I'm quoting a portion of Note 4 from "J.R.R. Tolkien: Notes and Commentary on ATHRABETH FINROD AH ANDRETH"
The Debate of Finrod and Andreth

Note 4
_"Sooner or later: because the Elves believed that the fëar of dead Men also went to Mandos (without choice in the matter: their free will with regard to death was taken away). There they waited until *they were surrendered to Eru.*"_

This is the belief of the Elves perhaps because of the teaching of the Valar [taken from the Silmarillion] that men shall join in the Second Music of the Ainur in the remaking of Arda. For men to join in the Second Music of the Ainur they must all be gathered in the timeless halls with the other Ainur who did not enter Arda.

From The Silmarillion :

Chapter 1, Of the Beginning of Days

_But the sons of Men die indeed, and leave the world; wherefore they are called the Guests, or the Strangers. Death is their fate, the gift of Ilúvatar, which as Time wears even the Powers shall envy. But Melkor has cast his shadow upon it, and confounded it with darkness, and brought forth evil out of good, and fear out of hope. *Yet of old the Valar declared to the Elves in Valinor that Men shall join in the Second Music of the Ainur*; whereas Ilúvatar has hot revealed what he purposes for the Elves after the World's end, and Melkor has not discovered it.
_
From the "Tale of Adanel" it was told that men were created with everlasting life but they offended Eru (the VOICE) by allowing themselves to be deceived by Melchor into believing that ERU is the DARK who wishes to devour them and that Mechor is their Lord and God who would save them from the DARK. Despite this fall of man Eru declared that they (men) remain his own and that he shortened their lives [or made them mortals] so that each one of them will come to him to know who lied: ERU (the VOICE) of Melchor whom he created. This is the tale that Andreth at first hesitated to reveal to King Finrod in "Athrabeth Finrod ah Andreth".

Quotations from "ATHRABETH FINROD AH ANDRETH"

A shadow seemed to lie upon them, and *there was a darkness behind them*, of which they were loth to speak even among themselves. And they were in awe of the Eldar and would not easily reveal to them their thought or their legends. Indeed the Wise among Men (who were few) for the most part *kept their wisdom secret *and handed it on only to those whom they chose.
............................
'That is not the voice that the Wise hear out of the darkness and from beyond it. Nay, lord, the Wise among Men say: *"We were not made for death, nor born ever to die. Death was imposed upon us."* And behold! the fear of it is with us always, and we flee from it for ever as the hart from the hunter.
............................
'Therefore I say to you, Andreth, *what did ye do, ye Men, long ago in the dark? How did ye anger Eru?* For otherwise all your tales are but dark dreams devised in a Dark Mind. Will you say what you know or have heard?'_* 'I will not' said Andreth. *_'We do not speak of this to those of other race. But indeed the Wise are uncertain and speak with contrary voices; for whatever happened long ago, we have fled from it; we have tried to forget, and so long have we tried that now we cannot remember any time when we were not as we are—save only legends of days when death came less swiftly and our span was still far longer, but already there was death.'*
............................


Quotations from the "Tale of Adanel"

Some say the Disaster happened at the beginning of the history of our people, before any had yet died. The Voice had spoken to us, and we had listened. The Voice said: 'Ye are my children. I have sent you to dwell here. *In time ye will inherit all this Earth*, but first ye must be children and learn. Call on me and I shall hear; for *I am watching over you*.'
...............................

[Segmentation dataset records]

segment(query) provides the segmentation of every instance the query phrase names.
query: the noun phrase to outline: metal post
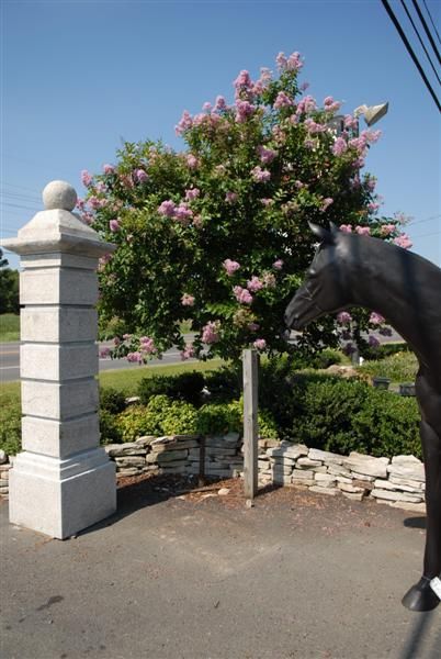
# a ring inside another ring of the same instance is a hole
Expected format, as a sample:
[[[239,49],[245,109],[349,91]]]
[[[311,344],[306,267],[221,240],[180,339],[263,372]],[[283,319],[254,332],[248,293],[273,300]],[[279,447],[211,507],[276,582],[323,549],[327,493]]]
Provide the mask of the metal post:
[[[245,495],[253,499],[258,491],[258,366],[256,350],[247,348],[244,365],[244,476]]]

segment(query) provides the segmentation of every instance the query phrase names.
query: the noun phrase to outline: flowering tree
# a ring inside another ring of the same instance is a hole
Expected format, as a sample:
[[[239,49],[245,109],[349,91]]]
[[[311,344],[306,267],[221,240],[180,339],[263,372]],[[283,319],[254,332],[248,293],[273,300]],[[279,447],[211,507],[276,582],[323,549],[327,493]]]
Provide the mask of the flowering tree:
[[[314,254],[308,221],[408,246],[400,217],[377,216],[375,179],[361,176],[380,133],[359,133],[347,114],[337,134],[340,103],[305,94],[299,54],[281,53],[276,64],[278,75],[261,69],[255,81],[240,71],[231,104],[218,96],[194,116],[184,111],[176,127],[182,153],[125,144],[115,166],[82,172],[82,217],[117,244],[101,259],[100,314],[120,320],[118,356],[144,361],[171,345],[182,358],[287,350],[284,309]],[[190,345],[184,320],[195,333]],[[358,332],[377,321],[361,312]],[[321,320],[302,345],[335,345],[335,328]]]

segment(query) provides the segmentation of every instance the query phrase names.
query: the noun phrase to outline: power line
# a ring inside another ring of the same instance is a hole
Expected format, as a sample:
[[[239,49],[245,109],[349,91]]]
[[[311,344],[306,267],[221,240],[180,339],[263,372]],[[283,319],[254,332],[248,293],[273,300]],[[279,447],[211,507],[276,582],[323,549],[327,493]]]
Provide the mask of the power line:
[[[39,203],[41,199],[37,197],[31,197],[31,194],[16,194],[15,192],[2,192],[0,190],[0,197],[4,197],[5,199],[12,199],[13,201],[33,201],[35,203]]]
[[[437,55],[438,62],[441,64],[441,57],[440,57],[440,54],[438,52],[437,44],[434,43],[432,34],[431,34],[431,32],[430,32],[430,30],[429,30],[429,27],[428,27],[428,25],[426,23],[426,19],[425,19],[425,16],[421,13],[420,8],[418,7],[418,2],[417,2],[417,0],[411,0],[411,1],[412,1],[412,4],[414,4],[414,7],[415,7],[415,9],[417,11],[419,20],[421,21],[421,25],[426,30],[426,34],[427,34],[427,36],[428,36],[428,38],[430,41],[430,44],[431,44],[431,46],[433,48],[433,53]]]
[[[411,238],[414,241],[416,241],[417,238],[428,238],[429,236],[439,236],[441,234],[441,231],[436,231],[434,233],[430,233],[430,234],[420,234],[419,236],[411,236]]]
[[[25,206],[25,205],[21,205],[21,204],[18,204],[18,203],[11,203],[9,201],[2,201],[0,203],[1,203],[1,205],[11,206],[11,208],[14,208],[14,209],[23,209],[24,211],[36,211],[37,212],[37,211],[42,210],[41,208],[36,209],[35,206]]]
[[[426,53],[426,57],[428,58],[428,60],[429,60],[429,64],[430,64],[430,66],[432,67],[432,70],[433,70],[434,75],[437,76],[437,80],[438,80],[438,82],[441,85],[441,80],[440,80],[440,77],[439,77],[439,75],[438,75],[438,72],[437,72],[437,69],[436,69],[436,68],[434,68],[434,66],[433,66],[433,62],[431,60],[431,58],[430,58],[430,55],[429,55],[429,53],[427,52],[427,48],[426,48],[426,46],[425,46],[425,43],[423,43],[423,41],[422,41],[422,38],[421,38],[421,36],[420,36],[419,32],[418,32],[418,29],[417,29],[416,24],[414,23],[414,19],[411,18],[411,15],[410,15],[410,13],[409,13],[409,10],[407,9],[407,7],[406,7],[406,4],[405,4],[404,0],[402,0],[402,4],[403,4],[403,7],[404,7],[404,10],[405,10],[405,12],[406,12],[406,14],[407,14],[407,18],[409,19],[409,21],[410,21],[410,23],[411,23],[411,26],[414,27],[414,31],[415,31],[416,35],[418,36],[418,41],[419,41],[419,43],[421,44],[421,47],[422,47],[423,52]]]
[[[9,188],[20,188],[20,190],[27,190],[29,192],[36,192],[36,194],[41,194],[41,192],[38,192],[38,190],[35,190],[35,188],[26,188],[26,186],[18,186],[16,183],[7,183],[7,181],[3,181],[3,186],[8,186]]]
[[[430,220],[438,220],[438,217],[441,217],[441,214],[431,215],[430,217],[425,217],[423,220],[414,220],[412,222],[409,222],[408,224],[406,224],[406,226],[414,226],[414,224],[421,224],[422,222],[430,222]]]
[[[431,22],[431,24],[433,25],[433,30],[434,30],[434,32],[436,32],[436,34],[437,34],[437,36],[438,36],[438,41],[439,41],[439,42],[440,42],[440,44],[441,44],[441,38],[440,38],[440,35],[438,34],[437,25],[434,24],[434,22],[433,22],[433,19],[432,19],[432,14],[430,13],[428,5],[426,4],[426,0],[422,0],[422,4],[423,4],[423,5],[425,5],[425,8],[426,8],[426,11],[427,11],[427,13],[428,13],[428,16],[429,16],[429,19],[430,19],[430,22]]]
[[[429,80],[427,79],[427,76],[426,76],[425,71],[422,70],[422,67],[421,67],[420,63],[418,62],[418,58],[415,55],[415,53],[414,53],[414,51],[411,48],[411,45],[409,44],[409,42],[407,40],[407,36],[403,32],[403,27],[398,23],[398,21],[397,21],[396,16],[395,16],[394,12],[392,11],[392,9],[391,9],[389,3],[387,2],[387,0],[382,0],[382,3],[383,3],[384,9],[386,10],[386,12],[387,12],[391,21],[394,23],[395,29],[398,32],[398,34],[399,34],[399,36],[400,36],[404,45],[406,46],[407,52],[409,53],[410,57],[412,58],[414,64],[417,67],[417,69],[419,71],[422,80],[425,81],[425,85],[428,88],[428,90],[429,90],[429,92],[430,92],[430,94],[431,94],[431,97],[432,97],[432,99],[433,99],[433,101],[434,101],[438,110],[441,112],[441,104],[440,104],[440,102],[439,102],[439,100],[437,98],[437,94],[434,93],[434,91],[433,91],[433,89],[432,89]]]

**Task requirements**
A – In the Tolkien commentary, where did the Elves believe the fëar of dead Men went?
B – Carry on the Tolkien commentary from the point where it stops.
These rows are separate material with no connection to the Tolkien commentary.

**Results for each task**
A – They went to Mandos, where they waited until they were surrendered to Eru.

B –
In that time we called often and the Voice answered. But it seldom answered our questions, saying only: 'First seek to find the answer for yourselves. For ye will have joy in the finding, and so grow from childhood and become wise. Do not seek to leave childhood before your time.'
.................................
Then one appeared among us, in our own form visible, but greater and more beautiful; and he said that he had come out of pity. 'Ye should not have been left alone and uninstructed, he said. 'The world is full of marvelous riches which knowledge can unlock. Ye could have food more abundant and more delicious than the poor things that ye now eat. Ye could have dwellings of ease, in which ye could keep light and shut out the night. Ye could be clad even as I.
.................................
Then we looked and lo! he was clad in raiment that shone like silver and gold, and he had a crown on his head, and gems in his hair. 'If ye wish to be like me,' he said, 'I will teach you.' Then we took him as teacher. He was less swift than we had hoped to teach us how to find, or to make for ourselves, the things that we desired, though he had awakened many desires in our hearts. But if any doubted or were impatient, he would bring and set before us all that we wished for. 'I am the Giver of Gifts, he said; and the gifts shall never fail as long as ye trust me.' Therefore we revered him, and we were enthralled by him; and we depended upon his gifts, fearing to return to the life without them that now seemed poor and hard. And we believed all that he taught. For we were eager to know about the world and its being: about the beasts and birds, and the plants that grew in the Earth; about our own making; and about the lights of heaven, and the countless stars, and the Dark in which they are set.
....................................
All that he taught seemed good, for he had great knowledge. But ever more and more he would speak of the Dark. 'Greatest of all is the Dark,' he said ' for It has no bounds. I came out of the Dark but I am Its master. For I have made Light. I made the Sun and the Moon and the countless stars. I will protect you from the Dark, which else would devour you.' Then we spoke of the Voice. But his face became terrible; for he was angry. 'Fools!' he said. 'That was the Voice of the Dark. It wishes to keep you from me; for it is hungry for you.'
......................................
Then he went away, and we did not see him for a long time, and without his gifts we were poor. And there came a day when suddenly the Sun's light began to fail, until it was blotted out and a great shadow fell on the world; and all the beasts and birds were afraid. Then he came again, walking through the shadow like a bright fire.
........................................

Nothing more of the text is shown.